--- Petunjuk ---
A. Dalam kutipan tentang keterbukaan Sinuhun PB XII, apa nama yang diberikan untuk rias dan busana adat pengantin gaya Kraton Mataram Surakarta yang dijadikan milik publik?
B. Sebutkan semua hal yang menurut kutipan tentang Sinuhun PB XII diharapkan tidak terjadi pada niat baik pemberian gelar kehormatan.
C. Teruskan kutipan tentang gelar kehormatan dari Kraton Surakarta, dimulai setelah kalimat terakhirnya.

--- Kutipan Dokumen ---
* * * * * * *
Niat Baik Sinuhun PB XII Itu, Bukan Berarti Harus Ditawar-tawarkan di Tiap Pemda
IMNEWS.ID – MEMANG sudah menjadi keniscayaan, bahwa dengan penggabungan wilayah eks “negara” Mataram Surakarta ke NKRI, proses transformasi harus terjadi. Lembaga masyarakat adat penerus Dinas Mataram itu, mau atau tidak harus meneruskan kelangsungannya di alam republik, modern bahkan di zaman global milenial dan menerima fenomena “Nut jaman kelakone”.
Oleh sebab itu, keputusan Sinuhun PB XII yang membuka diri dan lembaga kratonnya terhadap perkembangan dunia luar, memang merupakan pilihan bijak agar Kraton Mataram Islam Surakarta Hadiningrat bisa berumur panjang, eksis sampai akhir zaman. Keterbukaan Sinuhun atau kraton, sudah dibuktikan dengan pemberian gelar kehormatan kepada sejumlah pihak yang “berjasa”.
Keterbukaan berikutnya, adalah izin yang diberikan Sinuhun dan kelembagaannya untuk memberikan “pakem” atau “kaidah” rias dan busana adat pengantin gaya Kraton Mataram Surakarta menjadi milik publik secara luas yang diberi nama paes-tata busana “gagrag” (gaya) Surakarta. Keterbukaan lain, masih banyak, di antaranya dibukanya beberapa lembaga “pasinaon”.
Pemberian gelar kehormatan kepada pihak-pihak eksternal (masyarakat luas), memang sudah disertai rambunya, yaitu bagi yang “berjasa”. Karena Sinuhun PB XII berharap niat baik ini tidak bias, tidak disalahartikan, disalahgunakan atau menyimpang dari nilai-nilai etika, mengingat gelar kehormatan itu erat berkait dengan nilai-nilai etika dari makna “berjasa”.
* * * * * * *
--- Data yang Diberikan ---
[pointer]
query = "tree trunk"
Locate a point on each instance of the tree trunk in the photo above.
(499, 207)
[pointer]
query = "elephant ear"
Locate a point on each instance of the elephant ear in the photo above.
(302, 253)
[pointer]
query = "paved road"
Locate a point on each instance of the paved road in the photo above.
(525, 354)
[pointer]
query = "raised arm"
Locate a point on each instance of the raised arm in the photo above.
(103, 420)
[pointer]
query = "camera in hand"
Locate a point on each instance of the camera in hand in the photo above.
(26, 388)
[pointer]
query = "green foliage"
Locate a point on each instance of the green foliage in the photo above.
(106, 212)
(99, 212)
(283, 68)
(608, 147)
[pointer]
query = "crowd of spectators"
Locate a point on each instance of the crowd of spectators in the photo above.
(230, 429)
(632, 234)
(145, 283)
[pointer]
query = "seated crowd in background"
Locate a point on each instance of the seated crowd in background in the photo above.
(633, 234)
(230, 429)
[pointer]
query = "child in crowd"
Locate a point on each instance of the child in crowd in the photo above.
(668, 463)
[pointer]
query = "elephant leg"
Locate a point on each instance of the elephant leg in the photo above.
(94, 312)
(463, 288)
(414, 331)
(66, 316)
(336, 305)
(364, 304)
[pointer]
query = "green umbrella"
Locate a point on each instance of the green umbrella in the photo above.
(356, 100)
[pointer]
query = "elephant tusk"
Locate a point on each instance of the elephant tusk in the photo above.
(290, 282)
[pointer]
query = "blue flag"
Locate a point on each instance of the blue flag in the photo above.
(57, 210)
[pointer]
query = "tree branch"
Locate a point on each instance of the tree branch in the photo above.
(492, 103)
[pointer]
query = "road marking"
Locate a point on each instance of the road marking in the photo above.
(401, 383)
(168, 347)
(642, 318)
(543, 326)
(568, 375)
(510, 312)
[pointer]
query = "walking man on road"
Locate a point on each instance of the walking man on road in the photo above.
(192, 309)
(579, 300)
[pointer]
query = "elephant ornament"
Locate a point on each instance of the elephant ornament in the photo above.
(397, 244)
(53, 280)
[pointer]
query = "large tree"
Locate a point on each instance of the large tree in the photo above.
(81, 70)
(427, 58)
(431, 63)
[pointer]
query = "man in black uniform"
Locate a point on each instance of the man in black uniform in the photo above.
* * * * * * *
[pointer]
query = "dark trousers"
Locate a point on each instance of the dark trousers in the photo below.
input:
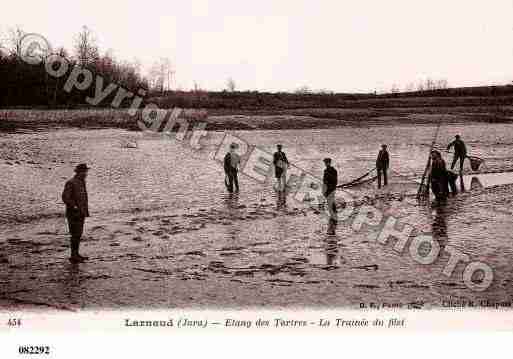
* * * * * * *
--- Jawaban ---
A. Paes-tata busana "gagrag" (gaya) Surakarta.

B. Bias, disalahartikan, disalahgunakan, dan menyimpang dari nilai-nilai etika.

C.
Tetapi pada perkembangannya, proses transformasi yang dilakukan kraton tidak semuanya berjalan baik dan sesuai dengan harapan Sinuhun PB XII. Di era penggantinya, yaitu Sinuhun PB XIII, “pemberian” gelar kehormatan itu terkesan “royal, obral dan ugal-ugalan” yang dioperasionalkan sebuah “EO”, promonya sampai ke Malaysia, nyaris tanpa seleksi “jasanya”.
Dalam kesempatan dialog dengan para pengurus Pakasa cabang dalam saat rapat membahas HUT Pakasa di Sasana Handrawina, dua tahun lalu, GKR Wandansari Koes Moertiyah menerima laporan perkembangan baru penyimpangan pemberian gelar kehormatan itu. Utusan Pakasa dari wilayah Provinsi Jatim melaporkan, bahwa promo gelar kehormatan sudah sampai di tiap Pemkab.
Dalam kasus “promo dan marketing” gelar kehormatan itu, mungkin dianggap tidak melanggar hukum atau menyimpang, atau bahkan mungkin dianggap positif, tetapi sejujurnya cara-cara itu merendahkan diri sendiri. Maksudnya ingin mencari para tokoh yang benar-benar “berjasa”, tetapi bisa merusak kewibawaan Kraton Mataram Surakarta dan lembaga masyarakat adatnya.
Sebab, dalam contoh yang sudah diperlihatkan Sinuhun PB XII, tokoh-tokoh yang “dianggap berjasa” dan memiliki kapasitas kepemimpinan di tingkat negara waktu itu, jelas sudah tidak perlu diragukan. Tokoh sekelas Presiden Gus Dur, Ketua MPR RI Amin Rais, Jend (Purn) Wiranto, Akbar Tanjung dan Mensesneg Moerdiono patut dikategorikan sebagai tokoh yang “berjasa”.
Dengan “batasan” dan “makna” seperti itu, apakah jajaran Pemkab yang ditawari gelar kehormatan itu sudah pantas? Terlebih, jika dalam promo dan marketingnya, juga disertakan “tarip harga” beberapa jenis/tingkatan gelar kehormatan itu.
Lalu, bagaimana sebenarnya mekanisme prosedur yang baku dan beretika untuk mendapatkan gelar kehormatan tersebut?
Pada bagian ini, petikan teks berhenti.